**Consegna A:** Stampa il passo del brano sull'inferenza statistica che va da "Proviamo, per un" fino a "estratto il campione." compreso.
**Consegna B:** Secondo il brano sull'inferenza statistica, perché non è banale dire quali siano le caratteristiche della popolazione?

Proviamo, per un attimo, a porre la nostra attenzione non sul campione, ma sulla popolazione da cui esso deriva. Quali sono le sue caratteristiche? La risposta non è banale, proprio perché non conosciamo (e non potremo mai conoscere) tutti i soggetti che compongono la popolazione stessa. Possiamo però fare alcune considerazioni legate alla nostra esperienza professionale, che risultino condivisibili dall’intera comunità scientifica. Queste considerazioni costituiranno la base dell’inferenza statistica e, dato che stiamo facendo congetture sulle caratteristiche di una popolazione (o meglio sui suoi ‘parametri’), parleremo di ASSUNZIONE PARAMETRICA. Insomma, per fare inferenza abbiamo bisogno di condividere il punto di partenza, cioè le caratteristiche della popolazione da cui abbiamo estratto il campione.

**Elenco dati:**
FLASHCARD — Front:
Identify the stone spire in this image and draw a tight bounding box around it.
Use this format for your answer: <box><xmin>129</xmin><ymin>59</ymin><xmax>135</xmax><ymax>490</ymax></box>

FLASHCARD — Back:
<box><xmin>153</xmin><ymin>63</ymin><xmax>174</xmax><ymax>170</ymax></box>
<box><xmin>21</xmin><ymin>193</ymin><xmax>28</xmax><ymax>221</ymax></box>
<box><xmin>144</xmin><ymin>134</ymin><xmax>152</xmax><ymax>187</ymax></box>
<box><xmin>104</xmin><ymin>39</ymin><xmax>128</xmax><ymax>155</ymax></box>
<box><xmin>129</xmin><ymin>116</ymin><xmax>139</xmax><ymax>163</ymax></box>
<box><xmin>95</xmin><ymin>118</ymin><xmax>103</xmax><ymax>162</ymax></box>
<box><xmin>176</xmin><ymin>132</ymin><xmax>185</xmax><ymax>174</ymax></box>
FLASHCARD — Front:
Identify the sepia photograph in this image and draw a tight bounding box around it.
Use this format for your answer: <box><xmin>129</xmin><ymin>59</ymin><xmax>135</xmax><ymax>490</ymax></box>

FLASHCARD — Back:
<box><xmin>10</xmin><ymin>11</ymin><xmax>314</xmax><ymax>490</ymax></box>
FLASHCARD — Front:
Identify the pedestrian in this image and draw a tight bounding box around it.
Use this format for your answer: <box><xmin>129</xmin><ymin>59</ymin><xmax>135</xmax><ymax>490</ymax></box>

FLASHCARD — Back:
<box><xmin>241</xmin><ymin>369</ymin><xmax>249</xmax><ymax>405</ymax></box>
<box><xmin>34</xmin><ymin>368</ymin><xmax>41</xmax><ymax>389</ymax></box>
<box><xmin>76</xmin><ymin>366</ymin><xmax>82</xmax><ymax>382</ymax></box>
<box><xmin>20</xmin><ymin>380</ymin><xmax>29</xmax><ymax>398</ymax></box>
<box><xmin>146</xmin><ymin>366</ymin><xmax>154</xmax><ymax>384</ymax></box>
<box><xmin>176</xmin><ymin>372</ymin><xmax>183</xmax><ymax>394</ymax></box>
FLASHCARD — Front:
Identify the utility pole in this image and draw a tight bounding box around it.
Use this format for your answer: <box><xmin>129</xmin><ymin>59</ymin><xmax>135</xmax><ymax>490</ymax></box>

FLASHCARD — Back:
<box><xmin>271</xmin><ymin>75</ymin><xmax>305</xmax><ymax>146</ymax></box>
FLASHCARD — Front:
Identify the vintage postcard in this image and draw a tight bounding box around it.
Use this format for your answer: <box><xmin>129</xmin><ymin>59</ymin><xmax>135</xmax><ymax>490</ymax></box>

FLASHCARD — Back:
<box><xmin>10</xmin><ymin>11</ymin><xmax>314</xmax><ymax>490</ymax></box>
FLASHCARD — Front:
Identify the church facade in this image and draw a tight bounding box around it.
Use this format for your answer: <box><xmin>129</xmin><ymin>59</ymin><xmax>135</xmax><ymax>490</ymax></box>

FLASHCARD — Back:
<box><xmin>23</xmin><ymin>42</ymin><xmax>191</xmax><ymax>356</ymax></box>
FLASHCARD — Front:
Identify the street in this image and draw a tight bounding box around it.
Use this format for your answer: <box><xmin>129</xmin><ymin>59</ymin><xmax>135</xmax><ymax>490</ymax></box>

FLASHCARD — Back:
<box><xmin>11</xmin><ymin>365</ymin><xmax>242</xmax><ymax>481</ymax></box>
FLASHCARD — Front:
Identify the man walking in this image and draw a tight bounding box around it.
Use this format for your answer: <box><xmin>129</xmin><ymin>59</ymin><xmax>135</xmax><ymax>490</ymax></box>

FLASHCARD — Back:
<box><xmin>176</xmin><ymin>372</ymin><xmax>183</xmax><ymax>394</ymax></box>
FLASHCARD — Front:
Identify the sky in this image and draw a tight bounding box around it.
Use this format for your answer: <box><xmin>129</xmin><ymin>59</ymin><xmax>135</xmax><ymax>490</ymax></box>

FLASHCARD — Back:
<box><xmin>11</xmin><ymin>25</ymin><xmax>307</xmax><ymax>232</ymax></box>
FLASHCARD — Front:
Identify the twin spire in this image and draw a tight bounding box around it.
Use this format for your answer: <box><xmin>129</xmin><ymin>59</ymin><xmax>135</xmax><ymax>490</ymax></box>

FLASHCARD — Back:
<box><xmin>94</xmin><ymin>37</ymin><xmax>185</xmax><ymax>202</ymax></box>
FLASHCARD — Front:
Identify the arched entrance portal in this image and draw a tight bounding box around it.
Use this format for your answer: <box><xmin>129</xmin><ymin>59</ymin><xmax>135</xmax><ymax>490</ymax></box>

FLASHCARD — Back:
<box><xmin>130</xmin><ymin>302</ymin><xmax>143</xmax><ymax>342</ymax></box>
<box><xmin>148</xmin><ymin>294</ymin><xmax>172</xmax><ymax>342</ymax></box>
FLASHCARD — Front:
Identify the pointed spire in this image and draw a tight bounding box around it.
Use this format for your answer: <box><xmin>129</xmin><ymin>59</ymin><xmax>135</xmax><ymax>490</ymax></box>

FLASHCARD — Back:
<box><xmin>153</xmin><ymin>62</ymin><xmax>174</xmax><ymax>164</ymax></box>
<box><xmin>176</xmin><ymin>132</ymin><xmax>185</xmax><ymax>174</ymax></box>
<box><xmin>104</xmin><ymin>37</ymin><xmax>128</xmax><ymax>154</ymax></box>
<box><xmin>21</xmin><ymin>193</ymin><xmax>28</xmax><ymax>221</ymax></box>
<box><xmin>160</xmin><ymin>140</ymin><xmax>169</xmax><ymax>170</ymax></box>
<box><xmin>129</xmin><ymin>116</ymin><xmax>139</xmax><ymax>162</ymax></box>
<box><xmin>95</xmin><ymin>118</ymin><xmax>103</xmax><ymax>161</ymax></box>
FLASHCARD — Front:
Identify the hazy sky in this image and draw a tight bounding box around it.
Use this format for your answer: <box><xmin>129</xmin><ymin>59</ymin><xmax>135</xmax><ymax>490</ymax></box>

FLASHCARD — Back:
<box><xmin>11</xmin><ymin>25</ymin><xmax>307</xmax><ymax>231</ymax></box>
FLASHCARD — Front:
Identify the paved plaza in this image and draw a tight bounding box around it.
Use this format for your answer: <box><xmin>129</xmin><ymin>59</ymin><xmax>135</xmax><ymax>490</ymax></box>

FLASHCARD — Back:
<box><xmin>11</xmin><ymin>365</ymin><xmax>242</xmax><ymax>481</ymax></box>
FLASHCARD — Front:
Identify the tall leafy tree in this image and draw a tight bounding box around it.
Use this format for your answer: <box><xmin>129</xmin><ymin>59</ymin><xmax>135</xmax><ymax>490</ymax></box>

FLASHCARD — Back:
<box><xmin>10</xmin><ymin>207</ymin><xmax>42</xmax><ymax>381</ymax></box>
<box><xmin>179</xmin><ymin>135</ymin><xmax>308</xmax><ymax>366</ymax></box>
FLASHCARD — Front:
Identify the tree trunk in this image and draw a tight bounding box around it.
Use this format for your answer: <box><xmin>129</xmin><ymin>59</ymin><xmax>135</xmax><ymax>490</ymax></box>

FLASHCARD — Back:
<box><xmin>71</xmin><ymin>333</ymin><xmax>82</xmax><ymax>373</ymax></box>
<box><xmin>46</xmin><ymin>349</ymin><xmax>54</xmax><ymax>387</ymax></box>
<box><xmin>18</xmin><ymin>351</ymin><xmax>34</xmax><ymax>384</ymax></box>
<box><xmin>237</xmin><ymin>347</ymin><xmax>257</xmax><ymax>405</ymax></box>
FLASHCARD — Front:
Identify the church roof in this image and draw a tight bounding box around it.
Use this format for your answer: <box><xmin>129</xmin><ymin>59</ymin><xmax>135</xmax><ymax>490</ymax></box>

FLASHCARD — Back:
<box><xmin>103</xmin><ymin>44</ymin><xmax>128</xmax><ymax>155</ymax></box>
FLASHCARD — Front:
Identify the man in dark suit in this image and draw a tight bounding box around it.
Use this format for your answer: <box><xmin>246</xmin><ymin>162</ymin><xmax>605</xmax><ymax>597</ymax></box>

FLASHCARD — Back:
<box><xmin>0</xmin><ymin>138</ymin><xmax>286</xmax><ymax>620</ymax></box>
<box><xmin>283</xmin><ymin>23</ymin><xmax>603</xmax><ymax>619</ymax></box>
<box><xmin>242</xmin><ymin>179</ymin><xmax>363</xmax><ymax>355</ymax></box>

**Risposta A:**
Proviamo, per un attimo, a porre la nostra attenzione non sul campione, ma sulla popolazione da cui esso deriva. Quali sono le sue caratteristiche? La risposta non è banale, proprio perché non conosciamo (e non potremo mai conoscere) tutti i soggetti che compongono la popolazione stessa. Possiamo però fare alcune considerazioni legate alla nostra esperienza professionale, che risultino condivisibili dall’intera comunità scientifica. Queste considerazioni costituiranno la base dell’inferenza statistica e, dato che stiamo facendo congetture sulle caratteristiche di una popolazione (o meglio sui suoi ‘parametri’), parleremo di ASSUNZIONE PARAMETRICA. Insomma, per fare inferenza abbiamo bisogno di condividere il punto di partenza, cioè le caratteristiche della popolazione da cui abbiamo estratto il campione.

**Risposta B:** Non è banale perché non conosciamo, e non potremo mai conoscere, tutti i soggetti che compongono la popolazione.